- _TASK MATERIAL_

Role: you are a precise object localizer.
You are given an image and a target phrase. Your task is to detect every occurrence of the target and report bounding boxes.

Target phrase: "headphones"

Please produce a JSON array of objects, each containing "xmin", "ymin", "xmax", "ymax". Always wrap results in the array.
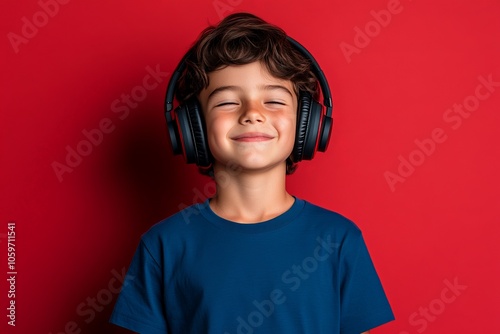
[{"xmin": 164, "ymin": 36, "xmax": 333, "ymax": 168}]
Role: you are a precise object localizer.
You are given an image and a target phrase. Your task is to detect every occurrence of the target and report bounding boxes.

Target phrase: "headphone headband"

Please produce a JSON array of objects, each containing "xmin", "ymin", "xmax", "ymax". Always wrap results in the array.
[
  {"xmin": 165, "ymin": 36, "xmax": 333, "ymax": 116},
  {"xmin": 165, "ymin": 49, "xmax": 192, "ymax": 113},
  {"xmin": 285, "ymin": 37, "xmax": 333, "ymax": 117}
]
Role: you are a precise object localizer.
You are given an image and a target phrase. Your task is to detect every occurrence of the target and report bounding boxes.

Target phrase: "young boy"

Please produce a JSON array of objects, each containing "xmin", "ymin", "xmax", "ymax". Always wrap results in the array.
[{"xmin": 110, "ymin": 13, "xmax": 394, "ymax": 334}]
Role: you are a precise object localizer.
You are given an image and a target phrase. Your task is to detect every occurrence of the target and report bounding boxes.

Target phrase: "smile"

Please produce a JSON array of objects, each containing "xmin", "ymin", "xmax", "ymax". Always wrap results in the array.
[{"xmin": 231, "ymin": 132, "xmax": 275, "ymax": 142}]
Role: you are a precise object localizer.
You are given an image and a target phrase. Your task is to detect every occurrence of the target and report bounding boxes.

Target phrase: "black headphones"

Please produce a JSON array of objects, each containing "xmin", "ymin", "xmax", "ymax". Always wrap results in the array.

- _AIM OF THE TASK_
Copy all the material exactly; omit images.

- _ANSWER BOX_
Role: you are a precise object localizer.
You are given an image and a target phrase. Your task is to detect every occurrence of the target and report bounding boxes.

Target phrase: "headphones"

Please produce a JSON array of objects, each containing "xmin", "ymin", "xmax", "ymax". Always wrap results in the array.
[{"xmin": 164, "ymin": 36, "xmax": 333, "ymax": 168}]
Role: you are a precise object localizer.
You are given an image and a target phrase. Your task is to detect every occurrence of the target and report bounding boxes.

Target phrase: "headphone headband"

Please produce a JSON array of objects, each containing "xmin", "ymin", "xmax", "ymax". Always wrap results in the array.
[
  {"xmin": 165, "ymin": 36, "xmax": 333, "ymax": 116},
  {"xmin": 165, "ymin": 49, "xmax": 192, "ymax": 113},
  {"xmin": 285, "ymin": 37, "xmax": 333, "ymax": 117}
]
Role: you are a precise object localizer.
You are given an image and a target phrase. Your task is to detect every occurrence of the target and report bounding boxes.

Target phrase: "young boy"

Please produce a JSON array of objects, each containing "xmin", "ymin", "xmax", "ymax". Always wrap results in the array.
[{"xmin": 110, "ymin": 13, "xmax": 394, "ymax": 334}]
Role: you are a precise object localizer.
You are given an image and a target phrase. Your task is to detect every occurrence of the target and report bounding boxes.

Target phrase: "smile"

Please produce a JSON array of objects, each containing "xmin", "ymin", "xmax", "ymax". Always wrap results in the array.
[{"xmin": 231, "ymin": 132, "xmax": 275, "ymax": 142}]
Role: you are a precise object localizer.
You are given an image and a target phrase. Your task is to detect every occurrence of the target and report bounding boxes.

Target phrase: "black headphones"

Please produce a JSON array of objects, each containing "xmin", "ymin", "xmax", "ymax". Always wrap results in the array.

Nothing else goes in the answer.